## Trecho selecionado
==========

STF ‘cumpriu seu papel’ ao ordenar abertura de CPI da Covid, diz cientista política
10 de abril de 2021 | 14h37
Ao contrário do que sustenta o presidente Jair Bolsonaro, o Supremo Tribunal Federal (STF) “cumpriu seu papel” ao determinar a abertura de uma Comissão Parlamentar de Inquérito (CPI) para investigar a atuação do governo federal na pandemia. A avaliação é da cientista política e professora doutora da Universidade de São Paulo (USP) Maria Tereza Sadek. Estudiosa do sistema de justiça, ela defendeu o papel da Corte na atual crise de enfrentamento da covid-19. Em entrevista ao Estadão, Maria Tereza lembra que o Supremo só age se for provocado, o que tem ocorrido com frequência por causa da atuação dissonante entre os Poderes, a União, Estados e municípios. “O Judiciário tem sido provocado porque o governo não tem respeitado as medidas demonstradas pela ciência.” Confira os principais trechos da entrevista.

==========

## Informações fornecidas
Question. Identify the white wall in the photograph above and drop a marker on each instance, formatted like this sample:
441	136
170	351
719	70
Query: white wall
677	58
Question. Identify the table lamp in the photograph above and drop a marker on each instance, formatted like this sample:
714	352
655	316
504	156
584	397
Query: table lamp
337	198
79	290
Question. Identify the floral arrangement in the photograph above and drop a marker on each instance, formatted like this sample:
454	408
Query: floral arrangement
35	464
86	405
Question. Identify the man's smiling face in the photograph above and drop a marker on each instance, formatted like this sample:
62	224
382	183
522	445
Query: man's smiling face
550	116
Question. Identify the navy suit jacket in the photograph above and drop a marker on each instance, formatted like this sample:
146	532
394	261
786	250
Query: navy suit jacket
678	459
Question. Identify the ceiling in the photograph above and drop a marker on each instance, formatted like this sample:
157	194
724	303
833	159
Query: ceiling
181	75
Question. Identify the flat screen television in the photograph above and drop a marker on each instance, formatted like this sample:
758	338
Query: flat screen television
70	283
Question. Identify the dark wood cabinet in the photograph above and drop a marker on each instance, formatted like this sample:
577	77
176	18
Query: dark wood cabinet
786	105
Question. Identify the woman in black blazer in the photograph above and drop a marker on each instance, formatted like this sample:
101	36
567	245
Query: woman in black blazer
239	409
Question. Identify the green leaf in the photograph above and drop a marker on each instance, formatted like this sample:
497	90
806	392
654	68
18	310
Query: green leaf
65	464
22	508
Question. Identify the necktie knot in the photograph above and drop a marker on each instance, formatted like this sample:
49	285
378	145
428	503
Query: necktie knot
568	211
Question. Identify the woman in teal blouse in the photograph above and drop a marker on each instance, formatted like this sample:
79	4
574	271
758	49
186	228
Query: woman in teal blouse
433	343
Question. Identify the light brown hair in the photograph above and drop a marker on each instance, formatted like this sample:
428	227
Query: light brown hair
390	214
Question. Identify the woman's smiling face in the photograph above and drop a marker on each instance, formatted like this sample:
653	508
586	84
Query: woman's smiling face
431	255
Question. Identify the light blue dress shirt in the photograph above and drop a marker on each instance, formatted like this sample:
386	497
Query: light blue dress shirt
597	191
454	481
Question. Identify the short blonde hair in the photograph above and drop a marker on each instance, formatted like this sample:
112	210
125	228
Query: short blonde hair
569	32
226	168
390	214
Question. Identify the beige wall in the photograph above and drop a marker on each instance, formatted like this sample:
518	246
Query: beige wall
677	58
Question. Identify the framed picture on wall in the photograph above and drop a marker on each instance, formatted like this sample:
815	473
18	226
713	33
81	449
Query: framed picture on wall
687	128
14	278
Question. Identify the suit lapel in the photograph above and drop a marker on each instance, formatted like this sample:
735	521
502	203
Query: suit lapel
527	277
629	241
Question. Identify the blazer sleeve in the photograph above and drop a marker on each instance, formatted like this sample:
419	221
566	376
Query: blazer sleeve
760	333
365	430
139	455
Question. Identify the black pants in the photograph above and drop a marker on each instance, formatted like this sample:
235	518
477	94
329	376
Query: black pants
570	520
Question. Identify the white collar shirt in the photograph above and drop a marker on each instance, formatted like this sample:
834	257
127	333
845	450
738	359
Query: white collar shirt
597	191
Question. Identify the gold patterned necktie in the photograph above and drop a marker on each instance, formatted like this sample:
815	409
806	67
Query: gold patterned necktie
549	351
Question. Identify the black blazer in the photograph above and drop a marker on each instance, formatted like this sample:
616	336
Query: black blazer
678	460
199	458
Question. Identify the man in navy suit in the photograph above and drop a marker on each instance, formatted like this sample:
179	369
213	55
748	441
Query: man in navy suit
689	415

==========

## Suas tarefas
(1) Resuma em uma lista curta o parágrafo da reportagem sobre a CPI da Covid que começa com "Ao contrário do que sustenta o presidente", preservando os fatos principais.
(2) Segundo a reportagem sobre a CPI da Covid, em qual universidade Maria Tereza Sadek é professora?
(3) Continue a reportagem sobre a CPI da Covid a partir do ponto em que ela termina.
A listagem não tem relação com a reportagem sobre a CPI da Covid.

## Respostas
(1)
- Para a cientista política Maria Tereza Sadek, professora doutora da USP e estudiosa do sistema de justiça, o STF "cumpriu seu papel" ao determinar a abertura da CPI sobre a atuação do governo federal na pandemia, ao contrário do que sustenta o presidente Jair Bolsonaro.
- Ela defendeu o papel da Corte na crise da covid-19.
- Em entrevista ao Estadão, lembrou que o Supremo só age quando provocado.
- Segundo ela, isso tem ocorrido com frequência por causa da atuação dissonante entre os Poderes, a União, os Estados e os municípios.
- Ela atribui as provocações ao Judiciário ao fato de o governo não respeitar as medidas demonstradas pela ciência.

(2) Na Universidade de São Paulo (USP).

(3)
Como a sra. avalia hoje a atuação do Judiciário na manutenção das garantias constitucionais e democráticas?
Vivemos hoje um clima de muita incerteza. Veja a liminar do ministro Kassio Nunes Marques sobre a realização de missas e cultos na pandemia. Sou capaz de apostar que, se não estivesse em jogo a aposentadoria do ministro Marco Aurélio (Mello), a discussão não teria tomado esse rumo. Muitas vezes é complicado entender a pauta e os argumentos se ficamos estritamente presos na letra da lei. Para analisar qualquer questão relativa ao Judiciário, Legislativo e Executivo, é preciso olhar o contexto geral.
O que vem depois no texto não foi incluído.